**Task statement:**
Please copy the rows character for character, starting at the line that contains "Thanks in advance for your help! Please find the gable" and ending at the line that contains "[32,40,38,51]", with both of those lines included.

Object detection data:
[START]
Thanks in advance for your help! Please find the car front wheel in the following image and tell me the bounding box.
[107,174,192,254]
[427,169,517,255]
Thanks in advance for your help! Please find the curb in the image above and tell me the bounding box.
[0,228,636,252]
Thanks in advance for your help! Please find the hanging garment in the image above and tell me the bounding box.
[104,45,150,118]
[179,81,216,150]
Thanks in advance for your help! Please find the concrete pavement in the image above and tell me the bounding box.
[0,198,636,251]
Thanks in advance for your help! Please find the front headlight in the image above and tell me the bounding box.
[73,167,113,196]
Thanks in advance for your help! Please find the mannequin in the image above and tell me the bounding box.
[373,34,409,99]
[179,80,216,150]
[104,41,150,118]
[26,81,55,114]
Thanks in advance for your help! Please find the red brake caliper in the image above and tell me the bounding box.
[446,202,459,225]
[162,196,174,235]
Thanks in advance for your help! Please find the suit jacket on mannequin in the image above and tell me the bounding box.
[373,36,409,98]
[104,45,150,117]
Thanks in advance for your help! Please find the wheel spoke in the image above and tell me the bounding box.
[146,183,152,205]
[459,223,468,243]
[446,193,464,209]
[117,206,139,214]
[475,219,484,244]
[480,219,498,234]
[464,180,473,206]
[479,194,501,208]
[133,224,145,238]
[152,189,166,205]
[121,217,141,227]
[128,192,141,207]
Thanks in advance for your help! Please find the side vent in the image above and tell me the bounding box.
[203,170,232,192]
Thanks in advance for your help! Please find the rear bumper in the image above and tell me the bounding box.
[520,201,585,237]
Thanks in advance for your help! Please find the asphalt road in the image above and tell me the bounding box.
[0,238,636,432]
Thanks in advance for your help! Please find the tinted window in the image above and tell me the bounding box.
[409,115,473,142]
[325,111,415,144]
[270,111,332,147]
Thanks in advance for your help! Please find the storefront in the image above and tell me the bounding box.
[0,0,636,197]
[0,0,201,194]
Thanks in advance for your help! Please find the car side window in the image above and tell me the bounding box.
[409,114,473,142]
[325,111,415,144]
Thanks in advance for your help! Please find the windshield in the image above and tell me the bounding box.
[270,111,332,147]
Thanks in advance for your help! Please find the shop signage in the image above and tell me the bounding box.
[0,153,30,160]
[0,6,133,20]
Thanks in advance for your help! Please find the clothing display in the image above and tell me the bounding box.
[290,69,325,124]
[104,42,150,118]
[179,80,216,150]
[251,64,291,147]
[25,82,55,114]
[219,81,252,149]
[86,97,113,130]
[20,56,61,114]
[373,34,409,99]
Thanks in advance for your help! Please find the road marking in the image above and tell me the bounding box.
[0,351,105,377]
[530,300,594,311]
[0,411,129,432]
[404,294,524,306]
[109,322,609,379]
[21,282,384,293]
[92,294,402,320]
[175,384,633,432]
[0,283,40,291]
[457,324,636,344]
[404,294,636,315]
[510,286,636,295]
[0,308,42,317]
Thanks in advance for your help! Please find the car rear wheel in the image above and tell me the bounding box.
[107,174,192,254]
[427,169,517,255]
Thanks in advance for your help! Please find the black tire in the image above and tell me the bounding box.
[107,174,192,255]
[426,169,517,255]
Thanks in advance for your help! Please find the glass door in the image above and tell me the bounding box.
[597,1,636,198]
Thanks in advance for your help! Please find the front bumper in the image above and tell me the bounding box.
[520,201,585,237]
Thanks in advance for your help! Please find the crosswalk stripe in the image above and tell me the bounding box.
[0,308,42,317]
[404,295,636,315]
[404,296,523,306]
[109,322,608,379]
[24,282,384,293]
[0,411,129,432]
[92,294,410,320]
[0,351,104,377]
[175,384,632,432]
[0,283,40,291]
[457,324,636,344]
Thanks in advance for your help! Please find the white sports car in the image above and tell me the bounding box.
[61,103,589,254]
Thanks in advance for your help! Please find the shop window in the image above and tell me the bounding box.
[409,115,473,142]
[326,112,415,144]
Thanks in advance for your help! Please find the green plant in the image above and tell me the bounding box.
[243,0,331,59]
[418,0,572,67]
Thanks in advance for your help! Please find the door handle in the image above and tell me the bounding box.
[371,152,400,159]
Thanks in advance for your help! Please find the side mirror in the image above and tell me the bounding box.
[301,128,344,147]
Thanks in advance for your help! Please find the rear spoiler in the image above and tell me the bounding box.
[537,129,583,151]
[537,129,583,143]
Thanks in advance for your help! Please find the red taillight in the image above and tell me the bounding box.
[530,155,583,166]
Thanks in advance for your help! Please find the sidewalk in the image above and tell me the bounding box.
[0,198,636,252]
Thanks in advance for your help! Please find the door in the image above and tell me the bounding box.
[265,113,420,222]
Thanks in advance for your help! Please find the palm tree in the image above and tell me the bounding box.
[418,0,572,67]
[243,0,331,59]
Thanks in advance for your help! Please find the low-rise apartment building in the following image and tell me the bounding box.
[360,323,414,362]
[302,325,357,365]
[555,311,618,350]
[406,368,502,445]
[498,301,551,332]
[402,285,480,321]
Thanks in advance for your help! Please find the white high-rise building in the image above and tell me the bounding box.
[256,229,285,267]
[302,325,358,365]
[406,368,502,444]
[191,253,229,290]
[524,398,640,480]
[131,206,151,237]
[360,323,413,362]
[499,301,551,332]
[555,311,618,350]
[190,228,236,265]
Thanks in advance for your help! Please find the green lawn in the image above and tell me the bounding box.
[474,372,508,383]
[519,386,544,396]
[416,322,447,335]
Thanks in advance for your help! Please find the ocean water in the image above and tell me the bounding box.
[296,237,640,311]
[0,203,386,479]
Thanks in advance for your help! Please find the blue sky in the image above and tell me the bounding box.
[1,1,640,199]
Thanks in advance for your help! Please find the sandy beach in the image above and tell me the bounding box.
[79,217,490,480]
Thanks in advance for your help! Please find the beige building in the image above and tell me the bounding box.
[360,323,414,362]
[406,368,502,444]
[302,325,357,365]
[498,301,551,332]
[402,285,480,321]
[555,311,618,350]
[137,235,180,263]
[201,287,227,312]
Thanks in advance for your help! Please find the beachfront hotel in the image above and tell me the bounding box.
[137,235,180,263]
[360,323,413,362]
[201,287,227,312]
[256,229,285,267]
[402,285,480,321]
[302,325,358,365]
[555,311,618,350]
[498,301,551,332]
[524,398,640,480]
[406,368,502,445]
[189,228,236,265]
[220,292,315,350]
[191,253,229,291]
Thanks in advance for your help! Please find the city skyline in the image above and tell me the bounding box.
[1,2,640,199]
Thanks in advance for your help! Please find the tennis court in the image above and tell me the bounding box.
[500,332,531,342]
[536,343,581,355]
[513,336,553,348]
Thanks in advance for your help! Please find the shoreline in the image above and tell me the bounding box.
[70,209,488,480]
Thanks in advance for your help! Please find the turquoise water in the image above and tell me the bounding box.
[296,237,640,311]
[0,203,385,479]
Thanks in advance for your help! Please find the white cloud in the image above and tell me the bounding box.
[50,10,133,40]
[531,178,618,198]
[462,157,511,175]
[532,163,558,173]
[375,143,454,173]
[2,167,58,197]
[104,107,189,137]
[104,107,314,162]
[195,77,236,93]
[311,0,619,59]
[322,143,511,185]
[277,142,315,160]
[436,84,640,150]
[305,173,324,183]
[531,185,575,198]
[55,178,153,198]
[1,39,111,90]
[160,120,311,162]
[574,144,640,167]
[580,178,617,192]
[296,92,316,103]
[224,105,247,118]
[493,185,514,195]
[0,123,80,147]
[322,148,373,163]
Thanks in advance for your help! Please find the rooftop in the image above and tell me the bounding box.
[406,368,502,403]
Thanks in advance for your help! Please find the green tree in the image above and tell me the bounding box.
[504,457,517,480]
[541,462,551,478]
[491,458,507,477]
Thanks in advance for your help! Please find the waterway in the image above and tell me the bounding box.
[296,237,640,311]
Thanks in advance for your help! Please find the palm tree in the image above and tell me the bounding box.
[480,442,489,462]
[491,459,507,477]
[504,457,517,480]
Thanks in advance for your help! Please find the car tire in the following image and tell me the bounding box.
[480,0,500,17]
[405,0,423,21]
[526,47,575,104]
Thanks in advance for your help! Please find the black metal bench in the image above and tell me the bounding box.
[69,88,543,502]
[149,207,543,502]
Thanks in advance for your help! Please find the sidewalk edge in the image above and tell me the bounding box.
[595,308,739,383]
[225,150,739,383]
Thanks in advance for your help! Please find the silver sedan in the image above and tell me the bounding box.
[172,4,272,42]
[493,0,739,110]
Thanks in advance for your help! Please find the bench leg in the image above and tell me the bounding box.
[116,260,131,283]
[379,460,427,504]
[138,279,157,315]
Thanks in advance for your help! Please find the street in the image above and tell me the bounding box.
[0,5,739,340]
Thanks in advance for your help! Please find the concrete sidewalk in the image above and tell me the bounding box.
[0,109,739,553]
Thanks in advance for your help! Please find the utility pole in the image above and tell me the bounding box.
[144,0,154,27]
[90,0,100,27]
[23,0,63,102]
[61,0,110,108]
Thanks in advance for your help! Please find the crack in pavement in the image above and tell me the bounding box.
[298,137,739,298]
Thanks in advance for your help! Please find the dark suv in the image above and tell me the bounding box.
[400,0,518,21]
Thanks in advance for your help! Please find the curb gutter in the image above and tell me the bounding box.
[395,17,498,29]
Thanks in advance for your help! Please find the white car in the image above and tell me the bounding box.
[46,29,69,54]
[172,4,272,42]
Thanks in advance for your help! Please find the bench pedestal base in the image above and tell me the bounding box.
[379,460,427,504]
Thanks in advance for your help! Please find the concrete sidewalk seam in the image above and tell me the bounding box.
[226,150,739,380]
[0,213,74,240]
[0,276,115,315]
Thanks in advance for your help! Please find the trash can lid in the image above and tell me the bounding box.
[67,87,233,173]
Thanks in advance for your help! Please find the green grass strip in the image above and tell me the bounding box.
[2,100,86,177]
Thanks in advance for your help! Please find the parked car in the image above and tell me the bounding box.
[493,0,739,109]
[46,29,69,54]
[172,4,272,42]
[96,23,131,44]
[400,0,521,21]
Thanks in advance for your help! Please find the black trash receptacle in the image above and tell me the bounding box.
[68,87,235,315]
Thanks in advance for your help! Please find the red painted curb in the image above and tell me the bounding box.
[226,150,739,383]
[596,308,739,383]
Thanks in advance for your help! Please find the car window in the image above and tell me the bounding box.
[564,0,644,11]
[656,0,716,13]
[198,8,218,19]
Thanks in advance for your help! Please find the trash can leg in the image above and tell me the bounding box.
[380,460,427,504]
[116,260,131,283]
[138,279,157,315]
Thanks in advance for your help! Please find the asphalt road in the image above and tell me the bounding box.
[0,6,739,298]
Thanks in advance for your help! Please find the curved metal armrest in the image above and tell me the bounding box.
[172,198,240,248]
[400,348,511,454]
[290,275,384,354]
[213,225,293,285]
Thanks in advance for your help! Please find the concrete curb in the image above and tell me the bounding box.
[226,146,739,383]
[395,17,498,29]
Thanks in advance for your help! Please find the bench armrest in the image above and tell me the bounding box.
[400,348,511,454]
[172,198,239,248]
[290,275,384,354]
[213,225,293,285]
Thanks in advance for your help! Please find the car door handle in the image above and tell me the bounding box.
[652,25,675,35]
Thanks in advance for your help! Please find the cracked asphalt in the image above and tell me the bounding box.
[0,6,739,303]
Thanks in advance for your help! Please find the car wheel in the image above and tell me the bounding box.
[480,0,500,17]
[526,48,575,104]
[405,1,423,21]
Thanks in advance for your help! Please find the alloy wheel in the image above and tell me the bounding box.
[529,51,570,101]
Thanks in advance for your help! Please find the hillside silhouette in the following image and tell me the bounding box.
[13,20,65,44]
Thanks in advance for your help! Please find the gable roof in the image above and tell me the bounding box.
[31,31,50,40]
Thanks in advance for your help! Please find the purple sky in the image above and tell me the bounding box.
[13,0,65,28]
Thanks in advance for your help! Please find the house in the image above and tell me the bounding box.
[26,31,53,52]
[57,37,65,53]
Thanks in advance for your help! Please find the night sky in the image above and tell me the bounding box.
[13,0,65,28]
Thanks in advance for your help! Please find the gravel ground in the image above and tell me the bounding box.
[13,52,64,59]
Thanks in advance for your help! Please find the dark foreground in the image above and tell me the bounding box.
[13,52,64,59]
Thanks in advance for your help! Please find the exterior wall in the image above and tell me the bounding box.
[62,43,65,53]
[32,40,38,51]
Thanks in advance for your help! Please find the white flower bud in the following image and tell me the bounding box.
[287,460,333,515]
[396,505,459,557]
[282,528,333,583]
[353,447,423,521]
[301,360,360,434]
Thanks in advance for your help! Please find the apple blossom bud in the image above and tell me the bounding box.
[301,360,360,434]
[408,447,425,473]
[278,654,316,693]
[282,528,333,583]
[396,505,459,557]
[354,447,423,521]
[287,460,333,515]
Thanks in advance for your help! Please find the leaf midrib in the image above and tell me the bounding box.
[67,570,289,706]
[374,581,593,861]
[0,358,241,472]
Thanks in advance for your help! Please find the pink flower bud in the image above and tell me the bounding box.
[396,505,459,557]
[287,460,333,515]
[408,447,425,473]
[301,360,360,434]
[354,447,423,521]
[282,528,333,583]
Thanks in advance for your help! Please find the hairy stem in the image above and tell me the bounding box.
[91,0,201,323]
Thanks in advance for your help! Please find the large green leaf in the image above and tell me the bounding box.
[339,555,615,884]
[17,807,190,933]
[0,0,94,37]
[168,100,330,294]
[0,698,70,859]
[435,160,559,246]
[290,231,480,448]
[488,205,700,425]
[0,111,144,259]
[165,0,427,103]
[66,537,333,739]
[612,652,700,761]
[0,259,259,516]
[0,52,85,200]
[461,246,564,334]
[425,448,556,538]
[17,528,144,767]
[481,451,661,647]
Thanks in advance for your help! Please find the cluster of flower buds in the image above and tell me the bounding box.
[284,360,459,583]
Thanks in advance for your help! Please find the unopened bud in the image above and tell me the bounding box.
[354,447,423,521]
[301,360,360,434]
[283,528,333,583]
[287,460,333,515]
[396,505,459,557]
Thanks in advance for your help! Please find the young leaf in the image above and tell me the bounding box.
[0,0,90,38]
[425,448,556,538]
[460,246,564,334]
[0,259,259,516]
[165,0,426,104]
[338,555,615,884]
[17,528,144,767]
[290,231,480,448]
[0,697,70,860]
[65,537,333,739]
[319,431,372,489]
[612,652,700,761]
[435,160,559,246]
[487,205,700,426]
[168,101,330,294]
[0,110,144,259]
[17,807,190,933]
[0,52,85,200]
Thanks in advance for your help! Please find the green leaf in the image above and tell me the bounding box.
[END]
**The completed task:**
Thanks in advance for your help! Please find the gable roof in the image above and tell me the bounding box.
[31,31,50,40]
Thanks in advance for your help! Please find the purple sky in the image above and tell me the bounding box.
[13,0,65,28]
Thanks in advance for your help! Please find the house in the image above and tell me the bounding box.
[26,31,53,52]
[57,37,65,53]
Thanks in advance for your help! Please find the night sky in the image above and tell me the bounding box.
[13,0,65,28]
Thanks in advance for your help! Please find the gravel ground in the image above and tell me the bounding box.
[13,52,64,59]
Thanks in advance for your help! Please find the dark foreground in the image above and tell me the bounding box.
[13,52,64,59]
Thanks in advance for your help! Please find the exterior wall in the image above and tell me the bounding box.
[62,43,65,53]
[32,40,38,51]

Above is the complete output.